Your instructions: Copy the lines from the one with "snowy hill ->" through the end of the records, replacing "bare tree" with "leafless tree" and changing nothing else. Omit the pictures.

Dataset rows:

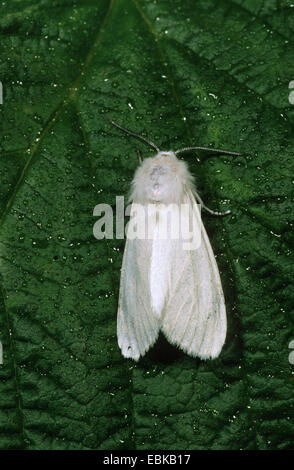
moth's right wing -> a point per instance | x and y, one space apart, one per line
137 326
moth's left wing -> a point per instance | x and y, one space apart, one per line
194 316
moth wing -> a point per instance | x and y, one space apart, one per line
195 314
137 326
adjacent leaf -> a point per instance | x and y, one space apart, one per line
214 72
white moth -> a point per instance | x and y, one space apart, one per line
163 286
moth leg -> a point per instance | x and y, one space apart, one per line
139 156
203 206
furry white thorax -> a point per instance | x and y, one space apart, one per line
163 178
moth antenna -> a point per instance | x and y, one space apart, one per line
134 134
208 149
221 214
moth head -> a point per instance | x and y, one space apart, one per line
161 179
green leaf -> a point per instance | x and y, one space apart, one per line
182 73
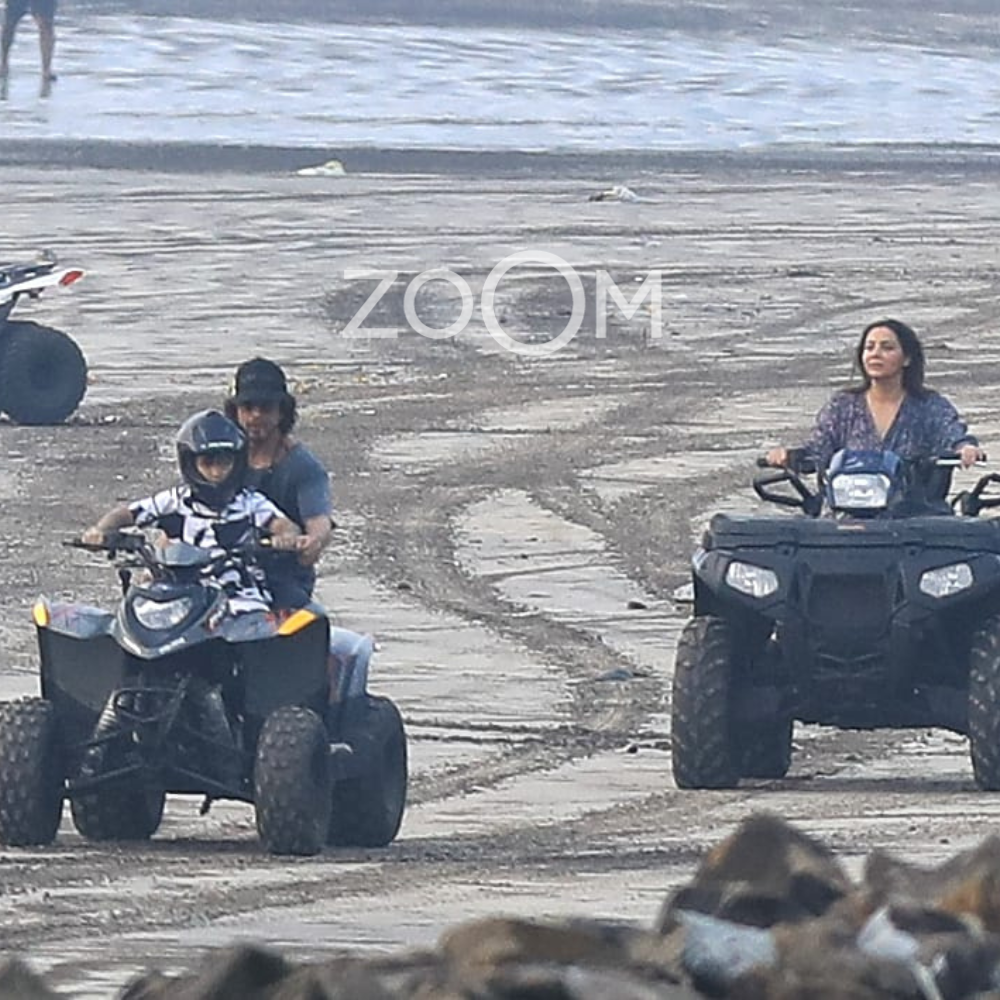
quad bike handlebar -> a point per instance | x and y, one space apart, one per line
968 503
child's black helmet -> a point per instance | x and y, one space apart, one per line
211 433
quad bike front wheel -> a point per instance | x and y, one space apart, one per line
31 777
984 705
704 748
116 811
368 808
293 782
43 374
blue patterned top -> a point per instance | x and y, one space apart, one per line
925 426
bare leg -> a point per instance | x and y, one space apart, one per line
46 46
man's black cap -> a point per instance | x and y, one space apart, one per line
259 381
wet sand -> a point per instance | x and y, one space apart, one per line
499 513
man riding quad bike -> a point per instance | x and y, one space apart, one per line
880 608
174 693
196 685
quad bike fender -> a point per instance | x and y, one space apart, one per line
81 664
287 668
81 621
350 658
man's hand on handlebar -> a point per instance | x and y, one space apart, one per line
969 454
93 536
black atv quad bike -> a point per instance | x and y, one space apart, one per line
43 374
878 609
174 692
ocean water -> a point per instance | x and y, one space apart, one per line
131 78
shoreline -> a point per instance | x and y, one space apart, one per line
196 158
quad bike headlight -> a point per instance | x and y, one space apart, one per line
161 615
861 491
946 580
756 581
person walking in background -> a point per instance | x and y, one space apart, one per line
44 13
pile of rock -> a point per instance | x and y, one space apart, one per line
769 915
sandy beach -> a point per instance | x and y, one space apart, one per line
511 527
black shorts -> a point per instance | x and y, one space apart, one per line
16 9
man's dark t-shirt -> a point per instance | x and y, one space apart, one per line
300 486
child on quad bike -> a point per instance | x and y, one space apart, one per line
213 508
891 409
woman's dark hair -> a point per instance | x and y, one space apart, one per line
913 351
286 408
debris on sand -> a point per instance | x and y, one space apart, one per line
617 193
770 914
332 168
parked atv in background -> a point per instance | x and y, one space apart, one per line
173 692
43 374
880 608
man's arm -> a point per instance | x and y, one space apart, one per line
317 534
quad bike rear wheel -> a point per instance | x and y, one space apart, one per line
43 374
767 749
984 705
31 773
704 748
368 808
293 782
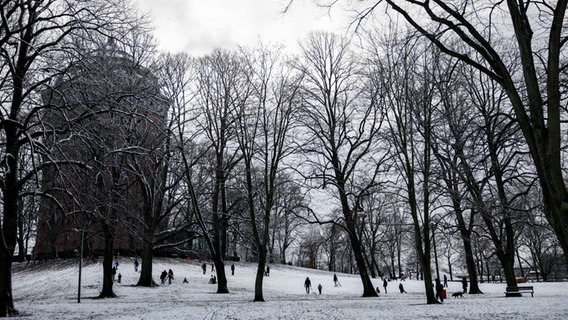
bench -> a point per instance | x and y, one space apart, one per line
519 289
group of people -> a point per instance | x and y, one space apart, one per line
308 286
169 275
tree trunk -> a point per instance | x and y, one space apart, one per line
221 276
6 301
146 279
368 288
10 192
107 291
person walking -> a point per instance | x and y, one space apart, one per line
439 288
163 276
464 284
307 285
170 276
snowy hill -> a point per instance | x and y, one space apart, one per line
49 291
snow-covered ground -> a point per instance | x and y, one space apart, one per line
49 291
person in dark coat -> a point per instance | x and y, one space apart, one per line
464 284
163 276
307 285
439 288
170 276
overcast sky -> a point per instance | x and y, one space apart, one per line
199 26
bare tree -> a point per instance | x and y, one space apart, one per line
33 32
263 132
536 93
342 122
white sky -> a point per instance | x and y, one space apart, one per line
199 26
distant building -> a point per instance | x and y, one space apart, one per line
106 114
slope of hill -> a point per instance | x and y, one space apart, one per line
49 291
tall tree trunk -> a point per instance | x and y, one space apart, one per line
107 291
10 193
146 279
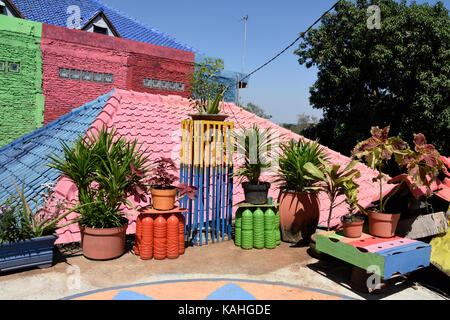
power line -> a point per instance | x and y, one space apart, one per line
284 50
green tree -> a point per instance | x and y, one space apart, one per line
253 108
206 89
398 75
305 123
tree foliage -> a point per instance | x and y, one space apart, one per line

Finished task:
snowy hill -> a point per instance | x and y, one space apart, one per line
49 291
snow-covered ground -> a point per instance | x and y, one space apart, one per line
49 291
person in dark coat -> a point per instance | x and y, one space apart, one per line
464 284
163 276
307 285
439 288
170 276
overcast sky -> a point per instance | x and y, one space apart, one per line
199 26
leafless tree -> a point per instance | x and y, one space apart, one per line
33 32
263 132
536 93
342 122
white sky -> a point per instance | x and y, one space apart, one per line
199 26
distant building -> a point per instance | x and y, one space apart, one per line
106 114
slope of hill -> a point per instance | x and y, one space apart, one per line
49 291
tall tree trunk -> a point per instance | x and y, one space apart, one per line
107 291
10 193
146 279
power line -> a point per instance | x and y, one space apart, one per line
284 50
green tree -> a point per instance | x and y, one space apart, one per line
253 108
206 89
398 75
305 123
tree foliage -> a point per instance | x and y, one space apart, one per line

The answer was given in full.